(Stored entries)
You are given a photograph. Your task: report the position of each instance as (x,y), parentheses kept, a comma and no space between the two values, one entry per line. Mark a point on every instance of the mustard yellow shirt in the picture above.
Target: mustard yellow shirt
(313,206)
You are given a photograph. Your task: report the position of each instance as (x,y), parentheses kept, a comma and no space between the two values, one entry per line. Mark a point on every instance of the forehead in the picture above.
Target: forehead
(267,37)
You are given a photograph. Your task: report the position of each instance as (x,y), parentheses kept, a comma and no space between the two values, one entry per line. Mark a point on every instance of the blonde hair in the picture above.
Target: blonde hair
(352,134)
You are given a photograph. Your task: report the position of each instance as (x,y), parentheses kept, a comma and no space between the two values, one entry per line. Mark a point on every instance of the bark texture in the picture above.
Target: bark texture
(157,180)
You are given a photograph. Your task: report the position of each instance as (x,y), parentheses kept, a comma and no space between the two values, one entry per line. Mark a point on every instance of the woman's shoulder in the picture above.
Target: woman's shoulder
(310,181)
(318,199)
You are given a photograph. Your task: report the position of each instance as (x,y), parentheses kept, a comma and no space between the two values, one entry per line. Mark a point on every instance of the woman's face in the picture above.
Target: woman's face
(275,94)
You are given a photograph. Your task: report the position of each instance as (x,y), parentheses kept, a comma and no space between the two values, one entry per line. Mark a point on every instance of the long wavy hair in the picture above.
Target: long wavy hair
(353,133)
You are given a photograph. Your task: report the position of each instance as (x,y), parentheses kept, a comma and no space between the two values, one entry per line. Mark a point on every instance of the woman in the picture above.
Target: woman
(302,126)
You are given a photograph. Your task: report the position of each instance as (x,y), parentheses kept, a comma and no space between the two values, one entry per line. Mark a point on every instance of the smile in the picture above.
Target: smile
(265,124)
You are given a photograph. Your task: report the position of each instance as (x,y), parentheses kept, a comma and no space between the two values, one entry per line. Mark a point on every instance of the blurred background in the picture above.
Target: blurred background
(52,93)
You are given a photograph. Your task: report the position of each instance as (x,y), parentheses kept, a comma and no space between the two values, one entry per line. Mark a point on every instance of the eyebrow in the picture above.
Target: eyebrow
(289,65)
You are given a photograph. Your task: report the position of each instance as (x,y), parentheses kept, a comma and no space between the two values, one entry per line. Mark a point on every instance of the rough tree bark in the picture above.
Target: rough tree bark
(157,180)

▶ **Instructions for the task**: Beginning at the line that holds "eyebrow in the picture above.", reproduce the lines exactly up to and including the final line of the entries.

▶ **Solution to this task**:
You are given a photograph. Your task: report the position of each instance as (x,y), parentheses kept, a comma and no space between the two values, one entry per line. Mark a point on every instance of the eyebrow in the picture above.
Target: eyebrow
(289,65)
You are given a photograph. Your task: report the position of each instance as (x,y), parentheses kept, a comma and no space between the two values, one entry per line. Mark a point on every instance of the rough tree bark in the picture above.
Target: rough tree bark
(157,180)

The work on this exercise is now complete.